Image point grounding data:
● ● ● ● ●

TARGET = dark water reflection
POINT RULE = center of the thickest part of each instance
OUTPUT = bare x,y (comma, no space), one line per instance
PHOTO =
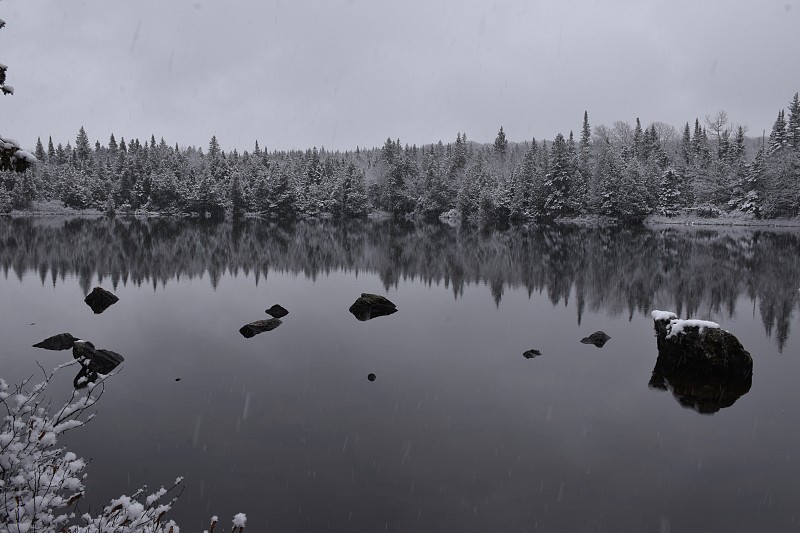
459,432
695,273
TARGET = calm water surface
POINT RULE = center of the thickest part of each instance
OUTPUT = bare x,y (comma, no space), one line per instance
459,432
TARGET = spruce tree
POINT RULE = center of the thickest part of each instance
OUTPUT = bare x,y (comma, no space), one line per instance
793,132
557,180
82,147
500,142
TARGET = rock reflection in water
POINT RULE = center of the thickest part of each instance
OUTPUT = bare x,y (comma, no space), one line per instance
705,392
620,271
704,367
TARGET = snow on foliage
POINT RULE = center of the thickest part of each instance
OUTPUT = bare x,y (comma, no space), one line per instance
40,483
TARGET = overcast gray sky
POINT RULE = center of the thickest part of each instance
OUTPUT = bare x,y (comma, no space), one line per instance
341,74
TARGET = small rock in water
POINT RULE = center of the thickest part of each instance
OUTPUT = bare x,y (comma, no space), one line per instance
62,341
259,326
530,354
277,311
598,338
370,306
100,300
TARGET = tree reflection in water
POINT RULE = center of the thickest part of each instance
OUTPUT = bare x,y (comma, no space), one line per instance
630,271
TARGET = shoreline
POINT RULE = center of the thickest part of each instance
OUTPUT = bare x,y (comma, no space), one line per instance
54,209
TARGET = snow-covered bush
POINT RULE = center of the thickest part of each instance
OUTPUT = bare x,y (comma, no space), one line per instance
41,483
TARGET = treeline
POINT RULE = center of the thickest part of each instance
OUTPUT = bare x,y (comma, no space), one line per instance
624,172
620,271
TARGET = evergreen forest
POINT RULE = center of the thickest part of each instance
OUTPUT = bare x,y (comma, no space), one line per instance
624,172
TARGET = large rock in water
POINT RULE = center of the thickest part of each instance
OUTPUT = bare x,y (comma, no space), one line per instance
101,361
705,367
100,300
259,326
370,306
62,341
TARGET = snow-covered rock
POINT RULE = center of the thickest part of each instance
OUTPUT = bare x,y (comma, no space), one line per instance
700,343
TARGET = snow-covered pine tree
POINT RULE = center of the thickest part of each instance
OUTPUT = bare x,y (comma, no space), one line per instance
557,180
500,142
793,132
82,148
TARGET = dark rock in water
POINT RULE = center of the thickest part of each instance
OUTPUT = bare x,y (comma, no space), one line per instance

● ● ● ● ●

EXERCISE DIRECTIONS - The entries should be reproduced word for word, pictures omitted.

ANSWER TO THIS TASK -
TARGET = dark water reflection
POINT RULE = center of the thickest part of each instance
OUTPUT = bare x,y (comma, no space), one line per instance
PHOTO =
459,432
695,273
TARGET = calm water surface
POINT RULE = center of the thickest part of each instance
OUTPUT = bare x,y (comma, no space), one line per instance
459,432
TARGET = spruce tree
POINT RULE = center of the thickest part of each instance
OUTPUT = bare x,y (comma, no space), one line per instance
793,132
557,180
82,147
500,142
TARGET = rock reflection in water
POINT RULE = center of the thickest part of each instance
OUTPUT = bare x,y (comma, no space), one line per instance
705,392
620,271
704,367
TARGET = snow on foliage
POINT RULE = center of the thickest part of each instance
OUTPUT = bare x,y (comma, no space), one line per instance
40,483
TARGET = overcast gray sky
POINT RULE = center of the thickest part of each instance
OUTPUT = bare x,y (comma, no space), one line per instance
341,74
TARGET = small rock in water
POINT RULE = center of the thickest part of each instance
OUTPUT = bare x,y (comma, no space), one line per instance
62,341
259,326
530,354
277,311
598,338
370,306
100,300
TARGET = tree reflection in water
POINT RULE = center of the thickest part of each instance
OUTPUT = bare x,y (comma, no space), one line per instance
630,271
TARGET = shoreline
POINT RULE = center of the thickest part of each instance
OUTPUT = bare x,y (comma, no space), one line per instance
54,209
TARGET = snow-covered bush
POINT RULE = center of the thickest part of each instance
OUTPUT = bare x,y (comma, no space), one line per instance
41,483
TARGET = treeline
POINT RULE = center of the thickest part of each instance
OUTPUT = bare x,y (comma, no space), one line per instance
624,172
620,271
TARGET = evergreen forest
POINT RULE = center of the thickest part of each instance
OUTPUT = bare x,y (comma, no space), one line per instance
624,172
TARGET = large rock in water
POINT RULE = center of the thickest part of each instance
OUTPUT = bare x,y (comma, no space), one line per instance
101,361
705,367
100,300
259,326
370,306
62,341
TARGET = snow-covered rock
POINT RULE = center of the thickest part of each instance
OUTPUT = bare x,y (comma, no space), one line per instance
700,343
TARGET = snow-covered pine tree
POINT RULE = center of the thickest part of each instance
OUTPUT = bare x,y (comma, no space), one line per instance
557,180
500,142
793,132
82,148
TARGET = dark rock in water
POINT RULE = center of the thickest part of each instance
OUTPUT = bare x,y (comma, no space), one line per instance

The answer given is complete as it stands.